* EXERCISE BRIEF *
Print every one of the entries below verbatim, reproducing each line without alteration or omission.

-- begin --

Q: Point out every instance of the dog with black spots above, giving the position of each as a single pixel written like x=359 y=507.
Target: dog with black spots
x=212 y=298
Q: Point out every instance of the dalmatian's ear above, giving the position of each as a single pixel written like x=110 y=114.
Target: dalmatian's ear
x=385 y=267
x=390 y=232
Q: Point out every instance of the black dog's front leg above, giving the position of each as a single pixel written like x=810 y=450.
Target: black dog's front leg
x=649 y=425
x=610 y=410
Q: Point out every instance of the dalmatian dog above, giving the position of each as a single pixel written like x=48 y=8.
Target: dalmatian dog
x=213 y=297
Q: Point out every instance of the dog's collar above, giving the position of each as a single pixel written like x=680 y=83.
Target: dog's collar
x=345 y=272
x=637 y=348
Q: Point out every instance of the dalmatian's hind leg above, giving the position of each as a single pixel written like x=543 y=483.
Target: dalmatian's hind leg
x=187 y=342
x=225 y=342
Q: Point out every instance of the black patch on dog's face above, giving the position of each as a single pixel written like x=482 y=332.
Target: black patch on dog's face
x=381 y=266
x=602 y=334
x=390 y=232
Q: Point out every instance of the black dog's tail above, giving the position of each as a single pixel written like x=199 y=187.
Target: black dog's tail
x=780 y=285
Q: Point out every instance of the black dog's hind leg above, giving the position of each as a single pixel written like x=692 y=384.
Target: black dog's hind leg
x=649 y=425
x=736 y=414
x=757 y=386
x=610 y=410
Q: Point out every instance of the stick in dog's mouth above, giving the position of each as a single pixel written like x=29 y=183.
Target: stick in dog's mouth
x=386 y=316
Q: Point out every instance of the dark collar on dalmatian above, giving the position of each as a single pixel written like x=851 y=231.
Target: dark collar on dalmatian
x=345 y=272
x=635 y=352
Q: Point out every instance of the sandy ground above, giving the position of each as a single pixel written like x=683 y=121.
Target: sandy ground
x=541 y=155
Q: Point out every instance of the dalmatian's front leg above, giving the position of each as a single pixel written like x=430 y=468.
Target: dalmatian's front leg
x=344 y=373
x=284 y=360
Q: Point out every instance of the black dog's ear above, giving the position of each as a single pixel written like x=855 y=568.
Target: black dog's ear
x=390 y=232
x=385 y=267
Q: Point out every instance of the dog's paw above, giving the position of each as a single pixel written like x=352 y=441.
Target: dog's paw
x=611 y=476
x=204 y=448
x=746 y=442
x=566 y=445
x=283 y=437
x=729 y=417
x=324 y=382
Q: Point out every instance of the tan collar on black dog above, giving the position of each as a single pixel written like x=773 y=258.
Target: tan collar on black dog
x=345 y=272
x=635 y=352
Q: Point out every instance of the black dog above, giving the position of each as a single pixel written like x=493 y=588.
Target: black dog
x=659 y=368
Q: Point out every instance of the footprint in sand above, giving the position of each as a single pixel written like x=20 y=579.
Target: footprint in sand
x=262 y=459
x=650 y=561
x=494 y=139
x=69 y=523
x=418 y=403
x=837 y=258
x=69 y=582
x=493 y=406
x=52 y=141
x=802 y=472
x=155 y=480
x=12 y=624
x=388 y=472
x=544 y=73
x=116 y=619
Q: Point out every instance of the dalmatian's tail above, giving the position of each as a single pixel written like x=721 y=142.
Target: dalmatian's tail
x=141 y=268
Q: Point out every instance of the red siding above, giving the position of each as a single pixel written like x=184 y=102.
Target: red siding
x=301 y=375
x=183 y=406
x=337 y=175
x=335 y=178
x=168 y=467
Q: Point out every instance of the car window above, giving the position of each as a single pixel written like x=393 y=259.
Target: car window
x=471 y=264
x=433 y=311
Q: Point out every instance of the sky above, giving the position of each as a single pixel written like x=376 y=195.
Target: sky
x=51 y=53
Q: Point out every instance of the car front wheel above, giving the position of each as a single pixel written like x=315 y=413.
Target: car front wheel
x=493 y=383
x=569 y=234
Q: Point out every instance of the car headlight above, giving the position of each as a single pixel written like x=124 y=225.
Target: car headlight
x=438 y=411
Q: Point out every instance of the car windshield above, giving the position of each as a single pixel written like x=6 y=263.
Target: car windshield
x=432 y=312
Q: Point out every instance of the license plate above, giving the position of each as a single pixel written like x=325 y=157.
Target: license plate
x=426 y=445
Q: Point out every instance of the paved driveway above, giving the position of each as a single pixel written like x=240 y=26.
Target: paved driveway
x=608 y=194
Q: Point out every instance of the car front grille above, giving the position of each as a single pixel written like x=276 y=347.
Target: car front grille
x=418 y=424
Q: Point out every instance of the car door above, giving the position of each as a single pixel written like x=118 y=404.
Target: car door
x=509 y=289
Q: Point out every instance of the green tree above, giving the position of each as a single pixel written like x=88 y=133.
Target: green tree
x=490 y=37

-- end --

* EXPECTED ANSWER *
Q: Point out every instance of the dog with black spots above, giving the position of each as a single pixel written like x=359 y=507.
Target: dog with black spots
x=212 y=298
Q: Point out every instance of the dalmatian's ear above, giving the position of each as a single pixel written like x=110 y=114.
Target: dalmatian's ear
x=385 y=267
x=390 y=232
Q: Point out every instance of the black dog's front leg above, giving the position of each as a single pixel written like x=810 y=450.
Target: black dog's front leg
x=649 y=425
x=610 y=410
Q: Point out every instance of the dalmatian dog above, giving the position of each as a single pixel written like x=48 y=8.
Target: dalmatian dog
x=213 y=297
Q: Point out every instance of the dog's collar above, giving the position of each as a single pixel written like x=680 y=83.
Target: dog's collar
x=345 y=272
x=637 y=348
Q: Point out every instance of the dalmatian's hind leg above, giving the position of each as a single pixel written like x=543 y=483.
Target: dalmatian's hind leg
x=187 y=342
x=225 y=342
Q: Point out every instance of the black patch on dog's face above, giving the position of each as a single pixel written like x=482 y=332.
Target: black patch on dog's face
x=381 y=266
x=602 y=334
x=390 y=232
Q: Point out every instance of the black dog's tail above, giving the position of each as a single pixel written like x=199 y=187.
Target: black dog's tail
x=780 y=285
Q: Point out every instance of the black dog's hind leg above, giving the position of each as a single pixel written like x=692 y=384.
Target: black dog's hind leg
x=649 y=425
x=736 y=414
x=757 y=386
x=610 y=410
Q: Point out every instance of the stick in dog's mouth above, giving the position of each as a single pixel written like x=29 y=183.
Target: stick in dog's mouth
x=386 y=316
Q: Point out every instance of the dark collar on dalmatian above, giving the position of each as a single pixel written like x=851 y=231.
Target: dark collar on dalmatian
x=345 y=272
x=635 y=352
Q: Point out every instance of the sandy ground above, giving the position of each as a single pixel written like x=683 y=121.
Target: sandy ground
x=541 y=155
Q: Point out every instance of the dalmatian's front leg above, giving the position of each as a single pixel written like x=430 y=468.
Target: dalmatian's front leg
x=344 y=373
x=284 y=360
Q: Point out every instance of the black dog's ear above, giving the position of each as a single pixel written like x=855 y=568.
Target: black dog's ear
x=390 y=232
x=385 y=267
Q: Point out every instance of the dog's paw above, giving the position of each as a single pixel written like x=352 y=441.
Target: dog's paw
x=611 y=476
x=204 y=448
x=746 y=442
x=566 y=445
x=283 y=437
x=729 y=417
x=324 y=382
Q: Point out every instance of the tan collar on black dog above, giving the position of each as a single pixel written like x=773 y=258.
Target: tan collar on black dog
x=345 y=272
x=635 y=352
Q: Point out every instance of the black dog above, giving the position of each as a single pixel written like x=493 y=588.
Target: black dog
x=659 y=368
Q: Point out every instance of the footprint in sand above, giving the position of each as a single pixel written like x=20 y=579.
Target: footprint in sand
x=262 y=459
x=650 y=561
x=494 y=139
x=69 y=523
x=418 y=403
x=837 y=258
x=69 y=582
x=493 y=406
x=52 y=141
x=802 y=472
x=155 y=480
x=12 y=624
x=388 y=472
x=544 y=73
x=116 y=619
Q: Point out every instance of the dalmatian's tail above, giving the position of each as a single pixel written like x=721 y=142.
Target: dalmatian's tail
x=141 y=268
Q: Point out every instance of the red siding above, giving the position of each as a single pixel written like x=184 y=102.
Target: red siding
x=301 y=375
x=183 y=406
x=337 y=175
x=335 y=178
x=168 y=467
Q: Point out every instance of the car window above, giving the position of each as a single pixel written like x=393 y=259.
Target: car window
x=471 y=264
x=433 y=311
Q: Point out every instance of the sky above, giving the position of each as a single pixel written like x=376 y=195.
Target: sky
x=51 y=53
Q: Point out every instance of the car front wheel above, giving the position of each as a single pixel written like x=315 y=413.
Target: car front wheel
x=493 y=383
x=569 y=234
Q: Point out every instance of the car headlight above, giving the position of each as a single pixel written like x=124 y=225.
Target: car headlight
x=438 y=411
Q: Point out every instance of the car windshield above, giving the position of each as a single pixel written like x=6 y=263.
Target: car windshield
x=432 y=312
Q: Point out every instance of the license plate above, giving the position of each as a single pixel written like x=325 y=157.
Target: license plate
x=426 y=445
Q: Point out every instance of the paved driveway above, giving the position of each as a single pixel written like x=240 y=26.
Target: paved driveway
x=608 y=194
Q: Point out every instance of the car front grille above, giving the position of each as a single pixel written like x=276 y=347.
Target: car front grille
x=418 y=424
Q: Point out every instance of the car door above, giving the position of each as a single pixel written like x=118 y=404.
Target: car door
x=509 y=289
Q: Point out every instance of the green tree above, giving the position of each as a single pixel written like x=88 y=133.
Target: green tree
x=490 y=37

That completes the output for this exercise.